(WHAT THE TASK REQUIRES):
Among the records below, find the lines containing "dirt" and state only how many there are.
***** RECORDS SHOWN *****
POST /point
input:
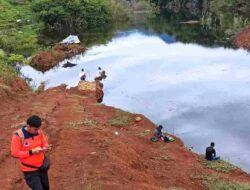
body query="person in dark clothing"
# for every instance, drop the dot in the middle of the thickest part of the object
(211, 153)
(158, 132)
(29, 146)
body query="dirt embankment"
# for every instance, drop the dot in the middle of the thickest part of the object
(99, 147)
(45, 60)
(243, 39)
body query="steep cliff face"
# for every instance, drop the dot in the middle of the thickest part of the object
(100, 147)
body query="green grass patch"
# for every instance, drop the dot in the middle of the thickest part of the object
(163, 157)
(18, 31)
(219, 165)
(7, 72)
(213, 182)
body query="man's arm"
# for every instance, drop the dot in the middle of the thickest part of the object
(43, 139)
(214, 152)
(16, 148)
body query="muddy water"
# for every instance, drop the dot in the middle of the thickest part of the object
(198, 93)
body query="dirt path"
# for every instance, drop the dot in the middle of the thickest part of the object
(87, 154)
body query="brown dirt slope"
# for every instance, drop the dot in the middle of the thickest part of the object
(87, 152)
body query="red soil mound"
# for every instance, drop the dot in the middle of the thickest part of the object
(99, 147)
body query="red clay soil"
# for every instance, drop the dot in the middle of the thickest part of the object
(243, 39)
(92, 151)
(45, 60)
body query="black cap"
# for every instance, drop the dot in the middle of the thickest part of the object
(34, 121)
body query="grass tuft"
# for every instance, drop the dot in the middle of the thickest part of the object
(219, 165)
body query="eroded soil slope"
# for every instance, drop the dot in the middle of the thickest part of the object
(88, 153)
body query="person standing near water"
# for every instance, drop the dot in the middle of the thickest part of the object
(29, 145)
(82, 75)
(211, 153)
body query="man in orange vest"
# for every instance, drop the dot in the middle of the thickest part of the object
(29, 144)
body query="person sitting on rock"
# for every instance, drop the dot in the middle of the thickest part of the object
(82, 75)
(211, 153)
(102, 74)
*****
(TASK ANSWER):
3